Tender Offer is a Continuation of $1.1
Billion Reduction in Debt Over Last 15 Months Continues
Coty’s Deleveraging Agenda
Anticipated Reduction in Interest Expense
related to these Debt Securities would approximate $11 Million
annually at current exchange rates
Coty Inc. (NYSE: COTY) (“Coty” or the “Company”) today announced
its offers to purchase for cash (i) up to $100,000,000 aggregate
principal amount (the “USD Note Cap”) of the Company’s U.S.
dollar-denominated notes listed in the table below (the “USD
Notes”), and (ii) up to €100,000,000 aggregate principal amount
(the “Euro Note Cap”) of the Company’s Euro denominated notes
listed in the table below (the “Euro Notes”). The USD Notes and the
Euro Notes are referred to collectively herein as the “Notes”, such
offers to purchase are referred to collectively herein as the
“Tender Offers” and each a “Tender Offer”, and the USD Note Cap and
the Euro Note Cap are referred to collectively as the “Notes Caps”
and each a “Note Cap.”
Title of Security
Security Identifiers
Principal Amount
Outstanding
Tender Offer
Consideration(1)(2)
Early Tender
Premium(1)(2)
Total
Consideration(1)(2)(3)
USD Tender Offer
6.500% Senior Notes due 2026
CUSIPs: 222070AB0 U2203CAA9
ISINs:
US222070AB02 (144A) USU2203CAA90
(Reg S)
$550,000,000
$935.00
$30.00
$965.00
Euro Tender Offer
4.750% Senior Notes due 2026
Common Codes: 180178872 180178830
ISINs: XS1801788727 (144A) XS1801788305 (Reg S)
€250,000,000
€900.00
€30.00
€930.00
(1)
Per $1,000 principal amount of USD Notes
or €1,000 principal amount of Euro Notes, as applicable, tendered
and accepted for purchase.
(2)
Does not include Accrued Interest (as
defined below), which will also be payable as provided herein.
(3)
Includes the Early Tender Premium (as
defined below).
The tender offers are being made upon the terms and subject to
conditions described in the Offer to Purchase, dated November 8,
2022 (as it may be amended or supplemented from time to time, the
“Offer to Purchase”) which sets forth a detailed description of the
tender offers. The Company reserves the right, but is under no
obligation, to increase or decrease any or both of the Notes Caps
in its sole discretion at any time without extending or reinstating
withdrawal rights, subject to compliance with applicable law.

*OBJECTIVE 1*
Can you give the stretch of the records from the first line through the line that contains "46;34;63;42" as a Markdown table with a Row column for the row number and a Line column for the line, leaving out blank lines?

*RECORDS PROVIDED*

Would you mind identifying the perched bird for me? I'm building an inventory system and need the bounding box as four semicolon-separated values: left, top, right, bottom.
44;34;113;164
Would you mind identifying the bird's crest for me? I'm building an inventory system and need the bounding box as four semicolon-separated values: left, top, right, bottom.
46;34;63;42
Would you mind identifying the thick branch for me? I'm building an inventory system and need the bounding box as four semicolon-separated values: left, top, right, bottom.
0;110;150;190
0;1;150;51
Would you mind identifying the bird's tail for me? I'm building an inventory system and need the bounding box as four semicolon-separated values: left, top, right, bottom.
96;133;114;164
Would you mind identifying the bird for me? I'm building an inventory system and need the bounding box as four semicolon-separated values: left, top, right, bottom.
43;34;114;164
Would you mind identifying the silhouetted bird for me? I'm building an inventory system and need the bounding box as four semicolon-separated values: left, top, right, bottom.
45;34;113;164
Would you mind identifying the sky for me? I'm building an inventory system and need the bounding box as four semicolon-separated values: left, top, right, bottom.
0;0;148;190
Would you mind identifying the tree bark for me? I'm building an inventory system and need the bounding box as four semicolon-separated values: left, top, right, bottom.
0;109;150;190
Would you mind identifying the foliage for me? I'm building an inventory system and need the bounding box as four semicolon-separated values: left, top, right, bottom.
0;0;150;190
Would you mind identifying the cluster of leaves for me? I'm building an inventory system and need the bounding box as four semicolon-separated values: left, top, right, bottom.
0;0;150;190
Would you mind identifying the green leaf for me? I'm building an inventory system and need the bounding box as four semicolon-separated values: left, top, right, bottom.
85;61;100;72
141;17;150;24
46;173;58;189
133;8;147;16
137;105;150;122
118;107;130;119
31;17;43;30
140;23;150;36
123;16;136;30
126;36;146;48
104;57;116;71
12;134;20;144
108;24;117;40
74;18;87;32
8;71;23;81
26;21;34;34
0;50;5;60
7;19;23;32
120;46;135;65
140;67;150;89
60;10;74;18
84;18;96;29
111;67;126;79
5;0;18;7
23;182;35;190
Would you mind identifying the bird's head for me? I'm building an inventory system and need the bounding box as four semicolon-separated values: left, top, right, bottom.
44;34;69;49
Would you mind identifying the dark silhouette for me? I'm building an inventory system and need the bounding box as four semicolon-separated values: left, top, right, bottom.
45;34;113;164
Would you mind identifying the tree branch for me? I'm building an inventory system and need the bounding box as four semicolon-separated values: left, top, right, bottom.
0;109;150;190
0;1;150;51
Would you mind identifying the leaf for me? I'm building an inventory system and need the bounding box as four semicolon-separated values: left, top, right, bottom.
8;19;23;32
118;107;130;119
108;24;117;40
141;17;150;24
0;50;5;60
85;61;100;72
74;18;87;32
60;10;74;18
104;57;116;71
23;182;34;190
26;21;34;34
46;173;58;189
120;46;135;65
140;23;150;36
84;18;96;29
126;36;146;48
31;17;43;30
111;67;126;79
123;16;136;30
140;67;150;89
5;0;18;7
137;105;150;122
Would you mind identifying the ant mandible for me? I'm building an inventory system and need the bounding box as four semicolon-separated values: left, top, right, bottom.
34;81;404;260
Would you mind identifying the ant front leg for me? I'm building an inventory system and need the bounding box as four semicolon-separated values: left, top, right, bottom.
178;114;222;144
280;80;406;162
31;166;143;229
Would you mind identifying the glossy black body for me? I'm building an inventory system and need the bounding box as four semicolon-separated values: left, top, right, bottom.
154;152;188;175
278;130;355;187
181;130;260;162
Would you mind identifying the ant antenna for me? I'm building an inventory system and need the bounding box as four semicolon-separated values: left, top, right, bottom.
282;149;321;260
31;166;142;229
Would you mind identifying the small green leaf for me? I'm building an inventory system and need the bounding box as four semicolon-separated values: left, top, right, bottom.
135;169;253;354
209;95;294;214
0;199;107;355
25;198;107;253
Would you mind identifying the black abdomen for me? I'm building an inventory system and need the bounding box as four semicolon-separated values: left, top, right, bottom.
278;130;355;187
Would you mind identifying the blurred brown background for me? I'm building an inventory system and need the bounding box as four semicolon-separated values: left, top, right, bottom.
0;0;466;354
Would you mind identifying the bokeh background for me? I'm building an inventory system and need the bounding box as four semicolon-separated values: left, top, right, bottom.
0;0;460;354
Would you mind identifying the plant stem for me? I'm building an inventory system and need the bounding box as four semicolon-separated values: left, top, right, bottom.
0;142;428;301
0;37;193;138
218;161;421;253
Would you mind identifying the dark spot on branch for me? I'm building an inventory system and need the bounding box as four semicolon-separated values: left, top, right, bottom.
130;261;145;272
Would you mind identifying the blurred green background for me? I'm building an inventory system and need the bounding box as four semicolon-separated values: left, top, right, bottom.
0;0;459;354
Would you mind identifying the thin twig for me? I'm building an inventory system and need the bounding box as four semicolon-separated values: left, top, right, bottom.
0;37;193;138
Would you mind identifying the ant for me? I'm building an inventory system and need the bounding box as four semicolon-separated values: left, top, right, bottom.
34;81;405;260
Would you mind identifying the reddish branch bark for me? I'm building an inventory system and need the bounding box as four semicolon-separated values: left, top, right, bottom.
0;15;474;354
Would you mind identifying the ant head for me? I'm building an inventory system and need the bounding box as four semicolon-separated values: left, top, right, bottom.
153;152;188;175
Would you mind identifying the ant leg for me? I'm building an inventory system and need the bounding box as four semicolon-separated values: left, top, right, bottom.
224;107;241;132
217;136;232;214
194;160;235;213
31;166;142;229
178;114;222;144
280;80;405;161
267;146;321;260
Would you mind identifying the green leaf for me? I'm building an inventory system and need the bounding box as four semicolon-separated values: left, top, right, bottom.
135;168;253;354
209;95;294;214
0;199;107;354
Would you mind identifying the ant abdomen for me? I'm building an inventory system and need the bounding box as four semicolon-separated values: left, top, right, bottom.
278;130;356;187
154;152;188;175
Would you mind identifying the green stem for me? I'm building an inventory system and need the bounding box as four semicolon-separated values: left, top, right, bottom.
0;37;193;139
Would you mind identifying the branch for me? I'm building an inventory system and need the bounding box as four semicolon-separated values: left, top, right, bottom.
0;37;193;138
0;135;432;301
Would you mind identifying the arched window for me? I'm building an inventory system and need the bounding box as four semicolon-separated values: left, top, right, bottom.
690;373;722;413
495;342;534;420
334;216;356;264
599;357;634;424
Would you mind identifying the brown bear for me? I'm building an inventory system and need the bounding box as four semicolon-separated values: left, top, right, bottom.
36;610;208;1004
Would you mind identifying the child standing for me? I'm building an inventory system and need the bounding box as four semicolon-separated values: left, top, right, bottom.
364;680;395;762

*OBJECTIVE 2*
Can you write out, word for word, the stretch of the Coty tender offer announcement from "Tender Offer is" through "the Company’s U.S."?

*EXERCISE ANSWER 1*
| Row | Line |
|---|---|
| 1 | Would you mind identifying the perched bird for me? I'm building an inventory system and need the bounding box as four semicolon-separated values: left, top, right, bottom. |
| 2 | 44;34;113;164 |
| 3 | Would you mind identifying the bird's crest for me? I'm building an inventory system and need the bounding box as four semicolon-separated values: left, top, right, bottom. |
| 4 | 46;34;63;42 |

*EXERCISE ANSWER 2*
Tender Offer is a Continuation of $1.1
Billion Reduction in Debt Over Last 15 Months Continues
Coty’s Deleveraging Agenda
Anticipated Reduction in Interest Expense
related to these Debt Securities would approximate $11 Million
annually at current exchange rates
Coty Inc. (NYSE: COTY) (“Coty” or the “Company”) today announced
its offers to purchase for cash (i) up to $100,000,000 aggregate
principal amount (the “USD Note Cap”) of the Company’s U.S.